====== Records for processing

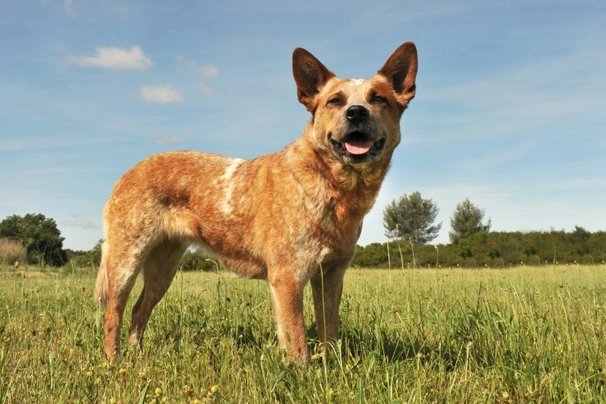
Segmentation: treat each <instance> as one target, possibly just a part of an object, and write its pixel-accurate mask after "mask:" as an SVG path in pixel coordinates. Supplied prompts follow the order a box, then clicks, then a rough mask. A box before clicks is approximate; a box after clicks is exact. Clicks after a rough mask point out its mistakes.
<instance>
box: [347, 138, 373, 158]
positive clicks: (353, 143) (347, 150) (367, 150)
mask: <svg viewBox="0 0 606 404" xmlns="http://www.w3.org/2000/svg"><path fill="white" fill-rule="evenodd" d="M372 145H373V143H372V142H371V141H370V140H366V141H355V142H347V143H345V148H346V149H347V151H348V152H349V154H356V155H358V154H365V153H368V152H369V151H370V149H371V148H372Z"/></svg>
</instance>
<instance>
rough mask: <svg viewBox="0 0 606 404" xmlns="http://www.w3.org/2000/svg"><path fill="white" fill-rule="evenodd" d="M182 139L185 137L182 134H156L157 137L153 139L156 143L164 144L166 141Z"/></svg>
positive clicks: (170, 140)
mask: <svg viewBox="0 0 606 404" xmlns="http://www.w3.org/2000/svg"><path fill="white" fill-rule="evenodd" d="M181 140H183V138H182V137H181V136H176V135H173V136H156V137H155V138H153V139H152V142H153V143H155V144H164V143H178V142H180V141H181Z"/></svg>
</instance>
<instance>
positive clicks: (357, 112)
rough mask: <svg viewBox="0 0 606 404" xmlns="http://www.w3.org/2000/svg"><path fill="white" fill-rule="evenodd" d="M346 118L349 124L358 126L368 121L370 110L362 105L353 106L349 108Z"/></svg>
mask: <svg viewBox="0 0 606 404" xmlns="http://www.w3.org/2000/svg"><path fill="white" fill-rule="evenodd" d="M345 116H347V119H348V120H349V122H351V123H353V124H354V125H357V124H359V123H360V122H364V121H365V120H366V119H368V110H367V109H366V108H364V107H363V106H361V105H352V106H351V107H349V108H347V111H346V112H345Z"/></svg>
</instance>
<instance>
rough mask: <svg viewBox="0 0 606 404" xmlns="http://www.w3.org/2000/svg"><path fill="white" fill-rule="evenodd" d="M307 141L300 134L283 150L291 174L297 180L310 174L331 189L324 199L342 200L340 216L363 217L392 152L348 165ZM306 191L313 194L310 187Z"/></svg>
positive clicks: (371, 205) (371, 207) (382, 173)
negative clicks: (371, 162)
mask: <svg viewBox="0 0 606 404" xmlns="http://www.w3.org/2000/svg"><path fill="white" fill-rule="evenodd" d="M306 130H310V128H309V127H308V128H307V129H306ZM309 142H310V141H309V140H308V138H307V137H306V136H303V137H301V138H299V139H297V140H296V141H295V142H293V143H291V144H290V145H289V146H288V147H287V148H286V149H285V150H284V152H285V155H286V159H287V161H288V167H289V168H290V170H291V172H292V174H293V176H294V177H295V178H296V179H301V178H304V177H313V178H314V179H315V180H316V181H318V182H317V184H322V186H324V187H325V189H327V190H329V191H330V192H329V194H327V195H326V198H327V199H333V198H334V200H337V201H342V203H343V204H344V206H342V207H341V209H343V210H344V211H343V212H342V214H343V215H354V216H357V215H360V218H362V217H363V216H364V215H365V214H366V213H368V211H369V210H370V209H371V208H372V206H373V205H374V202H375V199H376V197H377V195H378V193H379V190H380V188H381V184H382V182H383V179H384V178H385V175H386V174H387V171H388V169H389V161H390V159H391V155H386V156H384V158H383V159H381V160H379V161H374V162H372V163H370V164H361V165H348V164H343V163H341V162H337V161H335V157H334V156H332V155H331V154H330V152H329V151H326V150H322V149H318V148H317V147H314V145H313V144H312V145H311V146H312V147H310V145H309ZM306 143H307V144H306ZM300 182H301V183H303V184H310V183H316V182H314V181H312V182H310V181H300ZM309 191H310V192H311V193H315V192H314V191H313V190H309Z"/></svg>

============
====== Records for processing

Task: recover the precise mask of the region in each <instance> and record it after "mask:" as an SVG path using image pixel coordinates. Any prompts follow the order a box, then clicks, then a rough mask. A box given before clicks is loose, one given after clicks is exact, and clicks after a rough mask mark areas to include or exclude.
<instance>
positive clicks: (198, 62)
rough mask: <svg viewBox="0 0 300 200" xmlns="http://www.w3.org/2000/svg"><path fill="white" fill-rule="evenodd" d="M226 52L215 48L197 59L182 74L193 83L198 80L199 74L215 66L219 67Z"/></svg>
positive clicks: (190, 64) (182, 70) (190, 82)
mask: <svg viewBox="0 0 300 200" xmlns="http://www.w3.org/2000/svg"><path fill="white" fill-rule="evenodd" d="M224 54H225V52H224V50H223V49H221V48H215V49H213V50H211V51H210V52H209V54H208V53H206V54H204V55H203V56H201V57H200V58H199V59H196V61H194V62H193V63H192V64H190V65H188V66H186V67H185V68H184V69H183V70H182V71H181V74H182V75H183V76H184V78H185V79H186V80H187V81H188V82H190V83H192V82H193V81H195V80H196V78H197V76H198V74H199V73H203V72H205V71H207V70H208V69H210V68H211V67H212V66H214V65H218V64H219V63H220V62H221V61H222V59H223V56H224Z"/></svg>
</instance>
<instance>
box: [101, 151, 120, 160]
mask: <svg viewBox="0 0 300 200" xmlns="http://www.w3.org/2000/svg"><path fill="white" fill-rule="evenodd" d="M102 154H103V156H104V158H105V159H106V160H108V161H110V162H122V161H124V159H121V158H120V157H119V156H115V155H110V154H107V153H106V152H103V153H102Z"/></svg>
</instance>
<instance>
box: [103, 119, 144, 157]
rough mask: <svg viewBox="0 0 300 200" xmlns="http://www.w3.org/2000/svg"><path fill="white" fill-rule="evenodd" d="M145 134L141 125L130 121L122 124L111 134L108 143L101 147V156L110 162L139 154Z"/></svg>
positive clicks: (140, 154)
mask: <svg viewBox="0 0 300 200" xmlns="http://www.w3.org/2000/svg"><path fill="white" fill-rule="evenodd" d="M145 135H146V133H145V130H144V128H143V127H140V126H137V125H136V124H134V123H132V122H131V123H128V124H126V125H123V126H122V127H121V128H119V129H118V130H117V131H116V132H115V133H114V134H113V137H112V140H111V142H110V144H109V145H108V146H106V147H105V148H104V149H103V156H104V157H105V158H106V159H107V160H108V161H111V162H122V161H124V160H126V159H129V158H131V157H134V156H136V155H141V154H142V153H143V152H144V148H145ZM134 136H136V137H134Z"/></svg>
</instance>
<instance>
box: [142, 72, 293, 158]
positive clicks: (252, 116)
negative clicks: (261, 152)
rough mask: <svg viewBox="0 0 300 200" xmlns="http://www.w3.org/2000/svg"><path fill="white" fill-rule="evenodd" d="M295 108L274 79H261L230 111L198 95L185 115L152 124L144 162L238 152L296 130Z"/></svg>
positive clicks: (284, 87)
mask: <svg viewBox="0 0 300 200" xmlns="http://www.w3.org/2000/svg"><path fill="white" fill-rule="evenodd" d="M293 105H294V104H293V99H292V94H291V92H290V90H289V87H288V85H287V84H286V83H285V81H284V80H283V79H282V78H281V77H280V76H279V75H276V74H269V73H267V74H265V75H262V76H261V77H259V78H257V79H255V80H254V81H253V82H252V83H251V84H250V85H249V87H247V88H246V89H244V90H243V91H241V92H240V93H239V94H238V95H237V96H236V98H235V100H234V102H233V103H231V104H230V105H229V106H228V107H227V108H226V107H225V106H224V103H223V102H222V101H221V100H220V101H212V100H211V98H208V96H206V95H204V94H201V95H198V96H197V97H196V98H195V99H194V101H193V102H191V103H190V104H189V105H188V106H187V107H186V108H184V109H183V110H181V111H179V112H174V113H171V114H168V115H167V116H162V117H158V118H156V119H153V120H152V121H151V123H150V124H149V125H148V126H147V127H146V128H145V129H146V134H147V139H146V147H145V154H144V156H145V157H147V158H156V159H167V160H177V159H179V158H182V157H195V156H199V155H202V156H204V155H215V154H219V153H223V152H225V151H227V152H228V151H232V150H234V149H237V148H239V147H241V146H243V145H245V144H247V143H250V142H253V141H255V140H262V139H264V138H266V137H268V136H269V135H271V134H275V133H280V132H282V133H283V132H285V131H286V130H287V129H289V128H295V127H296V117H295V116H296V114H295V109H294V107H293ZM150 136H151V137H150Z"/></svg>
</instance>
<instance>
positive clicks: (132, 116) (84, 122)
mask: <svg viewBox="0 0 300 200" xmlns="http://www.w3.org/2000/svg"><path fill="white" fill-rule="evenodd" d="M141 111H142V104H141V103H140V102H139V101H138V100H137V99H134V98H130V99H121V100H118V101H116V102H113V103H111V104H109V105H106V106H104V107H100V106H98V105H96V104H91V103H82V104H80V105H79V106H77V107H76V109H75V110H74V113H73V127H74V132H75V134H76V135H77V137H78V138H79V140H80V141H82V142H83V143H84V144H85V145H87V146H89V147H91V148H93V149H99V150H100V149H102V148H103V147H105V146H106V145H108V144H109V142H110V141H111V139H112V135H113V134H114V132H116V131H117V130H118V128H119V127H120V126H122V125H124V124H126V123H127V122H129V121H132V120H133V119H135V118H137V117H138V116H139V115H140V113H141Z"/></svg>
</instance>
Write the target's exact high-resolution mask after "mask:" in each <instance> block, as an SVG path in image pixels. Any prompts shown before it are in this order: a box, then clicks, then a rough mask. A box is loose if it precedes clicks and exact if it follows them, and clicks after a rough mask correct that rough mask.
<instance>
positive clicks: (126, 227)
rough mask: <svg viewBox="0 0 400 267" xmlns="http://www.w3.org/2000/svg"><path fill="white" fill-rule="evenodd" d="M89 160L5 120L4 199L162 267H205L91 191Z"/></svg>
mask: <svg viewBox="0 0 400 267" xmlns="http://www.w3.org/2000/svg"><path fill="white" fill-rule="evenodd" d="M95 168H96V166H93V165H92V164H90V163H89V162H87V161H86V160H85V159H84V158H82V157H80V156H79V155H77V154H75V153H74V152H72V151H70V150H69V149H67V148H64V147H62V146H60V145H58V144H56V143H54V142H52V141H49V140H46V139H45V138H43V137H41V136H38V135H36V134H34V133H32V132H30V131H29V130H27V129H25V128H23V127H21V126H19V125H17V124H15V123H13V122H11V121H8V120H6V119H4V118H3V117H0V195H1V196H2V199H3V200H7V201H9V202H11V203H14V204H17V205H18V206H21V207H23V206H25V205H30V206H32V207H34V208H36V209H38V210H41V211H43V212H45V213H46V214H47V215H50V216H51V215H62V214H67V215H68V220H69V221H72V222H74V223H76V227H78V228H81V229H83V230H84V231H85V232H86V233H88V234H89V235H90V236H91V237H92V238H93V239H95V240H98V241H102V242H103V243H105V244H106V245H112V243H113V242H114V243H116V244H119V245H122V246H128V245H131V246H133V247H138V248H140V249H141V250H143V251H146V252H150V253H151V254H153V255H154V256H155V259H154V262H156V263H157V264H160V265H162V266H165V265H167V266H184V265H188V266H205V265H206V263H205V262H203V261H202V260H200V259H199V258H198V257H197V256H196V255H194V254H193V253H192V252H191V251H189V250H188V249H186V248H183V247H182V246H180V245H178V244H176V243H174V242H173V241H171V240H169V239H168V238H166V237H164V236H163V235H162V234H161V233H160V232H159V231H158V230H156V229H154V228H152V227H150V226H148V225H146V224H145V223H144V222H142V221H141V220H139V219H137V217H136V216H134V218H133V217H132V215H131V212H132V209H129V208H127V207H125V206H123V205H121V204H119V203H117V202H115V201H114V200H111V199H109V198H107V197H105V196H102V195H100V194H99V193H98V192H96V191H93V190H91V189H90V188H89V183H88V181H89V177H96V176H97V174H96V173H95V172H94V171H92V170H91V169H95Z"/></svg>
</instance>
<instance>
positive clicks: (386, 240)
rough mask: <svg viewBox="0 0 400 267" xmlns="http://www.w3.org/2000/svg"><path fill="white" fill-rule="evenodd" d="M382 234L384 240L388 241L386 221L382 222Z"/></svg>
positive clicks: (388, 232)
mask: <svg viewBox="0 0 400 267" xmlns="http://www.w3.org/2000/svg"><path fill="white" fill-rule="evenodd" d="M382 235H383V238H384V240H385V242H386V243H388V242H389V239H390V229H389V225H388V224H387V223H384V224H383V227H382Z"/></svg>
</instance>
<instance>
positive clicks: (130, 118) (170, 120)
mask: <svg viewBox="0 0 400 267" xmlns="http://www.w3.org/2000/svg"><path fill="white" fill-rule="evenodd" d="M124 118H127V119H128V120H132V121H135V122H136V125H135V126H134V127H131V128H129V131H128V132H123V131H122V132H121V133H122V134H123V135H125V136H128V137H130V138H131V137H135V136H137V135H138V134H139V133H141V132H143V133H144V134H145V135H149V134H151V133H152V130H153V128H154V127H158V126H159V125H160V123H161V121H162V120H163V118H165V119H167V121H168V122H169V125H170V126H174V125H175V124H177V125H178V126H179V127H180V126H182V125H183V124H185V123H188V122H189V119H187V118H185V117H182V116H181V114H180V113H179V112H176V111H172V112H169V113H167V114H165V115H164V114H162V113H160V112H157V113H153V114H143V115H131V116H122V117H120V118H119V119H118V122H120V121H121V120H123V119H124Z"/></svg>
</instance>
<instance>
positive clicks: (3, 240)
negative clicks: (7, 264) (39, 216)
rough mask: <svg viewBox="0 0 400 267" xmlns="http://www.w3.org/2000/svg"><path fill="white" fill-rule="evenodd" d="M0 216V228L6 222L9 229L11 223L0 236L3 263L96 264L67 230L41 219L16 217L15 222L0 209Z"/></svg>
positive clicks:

============
====== Records for processing

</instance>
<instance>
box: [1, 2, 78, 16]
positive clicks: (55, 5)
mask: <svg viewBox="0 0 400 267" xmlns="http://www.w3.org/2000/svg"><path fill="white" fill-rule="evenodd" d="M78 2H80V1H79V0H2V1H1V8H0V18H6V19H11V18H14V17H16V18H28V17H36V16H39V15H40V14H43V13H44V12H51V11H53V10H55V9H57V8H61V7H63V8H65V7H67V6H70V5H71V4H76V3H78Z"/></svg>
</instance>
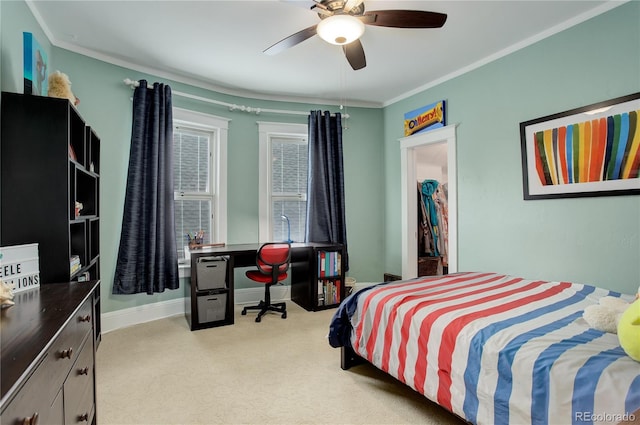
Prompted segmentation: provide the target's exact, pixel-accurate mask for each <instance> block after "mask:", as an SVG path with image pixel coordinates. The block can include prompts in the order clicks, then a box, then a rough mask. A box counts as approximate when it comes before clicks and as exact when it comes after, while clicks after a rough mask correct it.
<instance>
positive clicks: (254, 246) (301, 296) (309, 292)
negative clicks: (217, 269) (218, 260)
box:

============

Your task is to retype the entries verbatim, starting with the line that holds "positive clicks: (132, 116) (84, 122)" and stopping after the line that holds "positive clicks: (126, 227)".

**Exercise output:**
positive clicks: (132, 116) (84, 122)
mask: <svg viewBox="0 0 300 200" xmlns="http://www.w3.org/2000/svg"><path fill="white" fill-rule="evenodd" d="M141 111H142V104H141V103H140V102H139V101H138V100H137V99H134V98H130V99H121V100H118V101H116V102H113V103H111V104H109V105H106V106H104V107H100V106H98V105H96V104H91V103H82V104H80V105H79V106H77V107H76V109H75V110H74V113H73V127H74V132H75V134H76V135H77V137H78V138H79V140H80V141H82V142H83V143H84V144H85V145H87V146H89V147H91V148H93V149H99V150H100V149H102V148H103V147H105V146H106V145H108V144H109V142H110V141H111V139H112V135H113V134H114V132H116V131H117V130H118V128H119V127H120V126H122V125H124V124H126V123H127V122H129V121H132V120H133V119H135V118H137V117H138V116H139V115H140V113H141Z"/></svg>
</instance>
Write the target's exact high-resolution mask after "mask:" in each <instance> block, as an SVG path in image pixels. Any prompts shown before it are in this order: a box, then clicks, then a rough mask. A box is loose if it precedes clicks and exact if it follows them, and clicks after a rough mask correct that rough mask.
<instance>
positive clicks: (126, 227)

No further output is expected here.